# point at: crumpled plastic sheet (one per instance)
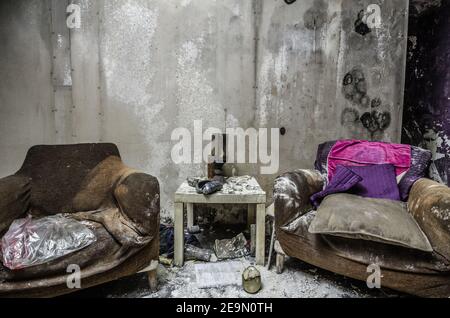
(30, 242)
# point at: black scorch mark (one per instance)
(354, 88)
(376, 121)
(361, 27)
(316, 16)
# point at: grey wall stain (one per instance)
(145, 67)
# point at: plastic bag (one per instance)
(31, 242)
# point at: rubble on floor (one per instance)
(299, 280)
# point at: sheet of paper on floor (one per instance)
(218, 274)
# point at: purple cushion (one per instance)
(343, 180)
(420, 161)
(378, 181)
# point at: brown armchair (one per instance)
(405, 270)
(88, 182)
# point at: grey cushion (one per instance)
(379, 220)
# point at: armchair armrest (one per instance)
(138, 197)
(291, 193)
(15, 192)
(429, 203)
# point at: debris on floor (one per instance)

Your task:
What are the lines from the one containing "# point at: purple cushion (one per instance)" to the end of the material above? Return them exactly, and only them.

Answer for this exercise:
# point at: purple cushion (one per instance)
(343, 180)
(420, 161)
(378, 181)
# point at: brown armchair (one per instance)
(405, 270)
(88, 182)
# point at: grey cushion (one per instance)
(379, 220)
# point at: armchair armrest (one per instance)
(138, 197)
(291, 193)
(15, 192)
(429, 203)
# point at: debris on floor (one per instance)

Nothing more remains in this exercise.